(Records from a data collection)
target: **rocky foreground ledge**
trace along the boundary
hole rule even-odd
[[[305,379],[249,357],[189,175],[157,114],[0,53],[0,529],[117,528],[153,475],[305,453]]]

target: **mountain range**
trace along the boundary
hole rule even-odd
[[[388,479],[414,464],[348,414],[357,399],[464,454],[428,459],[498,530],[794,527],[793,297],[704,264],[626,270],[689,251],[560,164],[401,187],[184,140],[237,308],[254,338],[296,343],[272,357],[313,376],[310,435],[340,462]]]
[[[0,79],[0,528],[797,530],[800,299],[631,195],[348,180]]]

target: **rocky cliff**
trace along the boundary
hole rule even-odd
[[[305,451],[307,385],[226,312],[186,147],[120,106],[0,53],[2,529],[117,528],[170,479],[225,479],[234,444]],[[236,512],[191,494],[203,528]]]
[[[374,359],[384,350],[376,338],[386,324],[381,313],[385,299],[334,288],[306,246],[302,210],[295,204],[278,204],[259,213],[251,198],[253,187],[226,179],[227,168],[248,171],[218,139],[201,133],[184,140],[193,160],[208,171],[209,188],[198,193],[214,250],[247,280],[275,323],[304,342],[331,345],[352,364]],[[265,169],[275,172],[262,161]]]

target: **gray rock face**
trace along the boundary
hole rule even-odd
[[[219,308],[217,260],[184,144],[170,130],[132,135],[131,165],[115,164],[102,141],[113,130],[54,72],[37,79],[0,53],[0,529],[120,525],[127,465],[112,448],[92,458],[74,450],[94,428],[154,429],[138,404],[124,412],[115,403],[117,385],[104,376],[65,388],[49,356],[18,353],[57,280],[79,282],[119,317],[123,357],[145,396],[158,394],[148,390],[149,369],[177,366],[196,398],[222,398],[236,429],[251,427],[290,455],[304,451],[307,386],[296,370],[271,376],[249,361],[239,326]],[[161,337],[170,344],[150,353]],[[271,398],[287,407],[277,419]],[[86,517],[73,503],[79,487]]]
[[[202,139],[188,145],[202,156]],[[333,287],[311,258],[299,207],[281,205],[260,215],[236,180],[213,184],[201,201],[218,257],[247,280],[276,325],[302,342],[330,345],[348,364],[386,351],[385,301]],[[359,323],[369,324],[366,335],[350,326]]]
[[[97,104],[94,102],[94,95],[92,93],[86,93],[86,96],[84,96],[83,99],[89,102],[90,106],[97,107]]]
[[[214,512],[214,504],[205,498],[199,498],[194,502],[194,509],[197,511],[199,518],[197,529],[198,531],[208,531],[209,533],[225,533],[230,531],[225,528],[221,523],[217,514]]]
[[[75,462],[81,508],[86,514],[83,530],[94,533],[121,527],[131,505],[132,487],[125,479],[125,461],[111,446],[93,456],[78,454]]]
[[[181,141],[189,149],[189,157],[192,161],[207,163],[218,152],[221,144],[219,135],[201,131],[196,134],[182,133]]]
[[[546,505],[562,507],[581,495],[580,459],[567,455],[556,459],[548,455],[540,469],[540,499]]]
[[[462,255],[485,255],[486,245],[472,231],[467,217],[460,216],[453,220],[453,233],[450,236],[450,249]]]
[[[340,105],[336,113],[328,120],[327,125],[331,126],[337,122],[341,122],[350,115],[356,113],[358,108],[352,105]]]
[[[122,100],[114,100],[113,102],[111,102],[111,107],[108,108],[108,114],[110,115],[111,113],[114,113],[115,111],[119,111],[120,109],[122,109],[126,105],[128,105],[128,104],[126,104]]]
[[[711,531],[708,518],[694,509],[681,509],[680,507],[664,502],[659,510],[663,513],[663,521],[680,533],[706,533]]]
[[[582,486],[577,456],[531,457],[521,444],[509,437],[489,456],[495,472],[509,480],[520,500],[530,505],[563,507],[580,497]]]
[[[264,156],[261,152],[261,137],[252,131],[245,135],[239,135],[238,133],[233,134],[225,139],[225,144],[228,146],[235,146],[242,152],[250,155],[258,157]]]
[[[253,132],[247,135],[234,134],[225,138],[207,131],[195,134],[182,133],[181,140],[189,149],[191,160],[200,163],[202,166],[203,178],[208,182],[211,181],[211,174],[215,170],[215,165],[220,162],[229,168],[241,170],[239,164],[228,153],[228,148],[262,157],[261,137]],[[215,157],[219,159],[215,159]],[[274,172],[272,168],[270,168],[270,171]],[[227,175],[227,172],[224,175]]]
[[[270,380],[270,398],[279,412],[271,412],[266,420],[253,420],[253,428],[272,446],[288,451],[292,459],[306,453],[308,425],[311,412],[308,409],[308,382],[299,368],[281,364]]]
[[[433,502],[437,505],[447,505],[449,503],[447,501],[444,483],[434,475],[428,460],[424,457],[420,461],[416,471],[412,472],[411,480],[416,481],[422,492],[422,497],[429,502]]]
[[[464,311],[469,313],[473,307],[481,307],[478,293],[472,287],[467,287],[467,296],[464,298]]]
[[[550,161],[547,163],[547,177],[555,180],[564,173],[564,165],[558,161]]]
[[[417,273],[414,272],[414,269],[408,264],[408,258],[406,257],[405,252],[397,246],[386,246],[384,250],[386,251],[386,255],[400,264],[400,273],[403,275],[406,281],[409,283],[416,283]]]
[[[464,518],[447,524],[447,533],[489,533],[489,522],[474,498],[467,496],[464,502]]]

Problem to solve: Copy each line from the records above that includes the string "rocky".

Reply to the exercise:
target: **rocky foreground ledge**
target: **rocky cliff**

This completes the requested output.